Text excerpt ->
[Start]
$29
Purpose: In this lab you will study the effect of various cache design parameters. The first part includes problem solving and writing a program. The second part, the lab part, involves execution of the program (with possible extensions etc. if suggested by your TA) and preparing a report.
In your solutions and report make sure that you have proper tables, numbering etc. All tables must have subtitle and table number furthermore columns must have column names, etc. In your report make sure that you have a nice presentation. Make sure that you number the pages. Try to do everything before coming to the lab but make sure that you demonstrate your work to your TA.
Summary
Part 1 (50 points): Problem solving and writing a matrix addition program with a simple user interface. Part 2 (50 points): Experimental observations using a program that finds the summation of the elements of a matrix with different cache conditions..
TRY TO FINISH PART 2 BEFORE COMING TO THE LAB. MAKE SURE THAT YOU DO THE DEMO TO TA.
DUE DATE/TIME OF PART 1 --SAME FOR ALL SECTIONS
a. Please drop your written Preliminary Design Report into the box provided in front of the lab by 13:40 on Tuesday April 24. No late submissions will be accepted! Your paper submission for preliminary work must match MOSS submission.
• Note that April 23 Monday is a holiday and there is no lab, April 30 Monday there are no classes and there is no lab. The May 7 week is planned for the I/O lab. This explains why we have a lab on May 14.
1
Note that preliminary work involves problem solving and a program. On paper submit both the solutions of the problems and the program. Please upload your Preliminary Problem Solution Part and the Program Part separately to the Unilica Assignment by 13:40 on Tuesday April 24.
Use filename name_surname_SecNo_ Lab6_PRELIMproblem.doc [A DOC FILE as its extension suggests, which contains all the work including the program for the Preliminary Part].
[End]
Jobs ->
1. According to the cache lab handout, when is the written Preliminary Design Report due?
2. Output the stretch of the cache lab handout from "DUE DATE/TIME OF" through "Assignment by 13:40 on Tuesday April 24.".
3. Continue the cache lab handout from the point where it stops.
This data comes from a source separate from the cache lab handout.

Stored data entries:
[Start]
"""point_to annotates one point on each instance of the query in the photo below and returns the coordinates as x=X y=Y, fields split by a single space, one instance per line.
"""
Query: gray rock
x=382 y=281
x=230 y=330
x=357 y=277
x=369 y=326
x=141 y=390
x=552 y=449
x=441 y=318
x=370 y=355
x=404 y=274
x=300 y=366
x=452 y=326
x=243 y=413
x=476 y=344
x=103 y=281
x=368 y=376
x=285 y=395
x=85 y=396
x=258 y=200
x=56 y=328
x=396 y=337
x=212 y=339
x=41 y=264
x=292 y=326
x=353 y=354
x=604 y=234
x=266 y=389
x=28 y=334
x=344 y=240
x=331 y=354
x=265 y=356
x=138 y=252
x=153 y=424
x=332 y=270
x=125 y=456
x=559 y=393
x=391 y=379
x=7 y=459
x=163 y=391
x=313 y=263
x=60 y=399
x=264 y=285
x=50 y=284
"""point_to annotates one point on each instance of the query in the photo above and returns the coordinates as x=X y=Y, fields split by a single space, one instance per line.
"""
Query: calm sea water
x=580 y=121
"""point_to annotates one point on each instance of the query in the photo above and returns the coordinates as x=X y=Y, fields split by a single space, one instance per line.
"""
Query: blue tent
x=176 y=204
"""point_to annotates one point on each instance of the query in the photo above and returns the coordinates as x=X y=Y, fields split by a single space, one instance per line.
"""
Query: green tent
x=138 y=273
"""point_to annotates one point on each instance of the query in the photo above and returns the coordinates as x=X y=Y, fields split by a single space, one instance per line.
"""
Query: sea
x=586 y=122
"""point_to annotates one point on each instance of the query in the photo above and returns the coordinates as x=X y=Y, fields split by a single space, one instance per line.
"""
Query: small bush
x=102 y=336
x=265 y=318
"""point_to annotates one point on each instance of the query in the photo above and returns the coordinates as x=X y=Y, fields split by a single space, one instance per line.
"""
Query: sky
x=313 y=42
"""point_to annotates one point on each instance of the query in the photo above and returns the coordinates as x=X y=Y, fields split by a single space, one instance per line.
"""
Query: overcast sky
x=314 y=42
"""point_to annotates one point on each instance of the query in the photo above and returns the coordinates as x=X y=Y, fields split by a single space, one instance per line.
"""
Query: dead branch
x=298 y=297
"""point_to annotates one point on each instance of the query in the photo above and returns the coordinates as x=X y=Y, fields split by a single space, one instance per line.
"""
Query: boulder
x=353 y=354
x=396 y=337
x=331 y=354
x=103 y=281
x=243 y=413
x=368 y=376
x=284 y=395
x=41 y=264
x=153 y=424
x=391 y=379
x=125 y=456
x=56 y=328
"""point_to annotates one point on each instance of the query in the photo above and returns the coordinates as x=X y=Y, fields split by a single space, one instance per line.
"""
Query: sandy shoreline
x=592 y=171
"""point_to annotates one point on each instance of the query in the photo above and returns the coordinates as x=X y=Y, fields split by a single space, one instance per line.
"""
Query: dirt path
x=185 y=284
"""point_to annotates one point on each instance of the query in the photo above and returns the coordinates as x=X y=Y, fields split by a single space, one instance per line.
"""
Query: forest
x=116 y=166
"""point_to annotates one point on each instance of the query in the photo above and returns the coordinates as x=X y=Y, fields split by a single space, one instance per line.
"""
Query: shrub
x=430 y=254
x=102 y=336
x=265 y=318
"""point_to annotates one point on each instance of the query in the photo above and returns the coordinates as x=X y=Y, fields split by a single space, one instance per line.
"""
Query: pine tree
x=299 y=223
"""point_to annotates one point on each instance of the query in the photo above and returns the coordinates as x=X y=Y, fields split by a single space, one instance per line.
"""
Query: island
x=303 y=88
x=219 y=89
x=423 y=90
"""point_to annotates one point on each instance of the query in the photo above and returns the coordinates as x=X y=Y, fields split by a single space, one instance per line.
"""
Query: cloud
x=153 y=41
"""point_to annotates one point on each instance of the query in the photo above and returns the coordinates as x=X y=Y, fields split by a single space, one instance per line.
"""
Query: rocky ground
[End]
Exercise responses ->
1. It is due by 13:40 on Tuesday April 24.

2.
DUE DATE/TIME OF PART 1 --SAME FOR ALL SECTIONS
a. Please drop your written Preliminary Design Report into the box provided in front of the lab by 13:40 on Tuesday April 24. No late submissions will be accepted! Your paper submission for preliminary work must match MOSS submission.
• Note that April 23 Monday is a holiday and there is no lab, April 30 Monday there are no classes and there is no lab. The May 7 week is planned for the I/O lab. This explains why we have a lab on May 14.
1
Note that preliminary work involves problem solving and a program. On paper submit both the solutions of the problems and the program. Please upload your Preliminary Problem Solution Part and the Program Part separately to the Unilica Assignment by 13:40 on Tuesday April 24.

3.
For the program part Use filename name_surname_SecNo_PRELIMcode.txt [A NOTEPAD FILE as its extension suggests, which contains only the program part
DUE TIME OF PART 2—DIFFERENT FOR EACH SECTION:
a. You have to demonstrate your Part 2 lab work to the TA for grade by 12:15 in the morning lab and by 17:15 in the afternoon lab. Your TAs may give further instructions on this. If you wait idly and show your work last minute your TA may not accept it. Make sure that you follow your TAs' instructions.
b. At the conclusion of the demo for getting your grade, you will upload your lab work to the Unilica Assignment, for similarity testing by MOSS. Please see the related section below for further instructions on MOSS submission.
c. Use filename name_surname_SecNo_ Lab6_report.doc [A DOC FILE as its extension suggests, which contains all the work done for the Lab Experiment Report Part].
For the program part Use filename name_surname_SecNo_ Lab6_code.txt [A NOTEPAD FILE as its extension suggests, which contains the Experiment Code Part]: this part may involve deviation from the preliminary work program submitted as suggested by your TA.
Part 1. Preliminary Work / Preliminary Design Report (50 points)
You have to provide a neat presentation prepared by Word or a word processor with similar output quality. Handwritten answers will not be accepted. At the top of the paper on left provide the following information and staple all papers. Please make sure that this info is there for proper grading of your work, otherwise some points will be taken off.
CS224
Section No.: ...
Spring 2018
Lab No.:
Your Full Name/Bilkent ID:
2
Solve the problems of this part and bring your solutions to the lab. Number the pages, staple your submission and use a word processor for its preparation.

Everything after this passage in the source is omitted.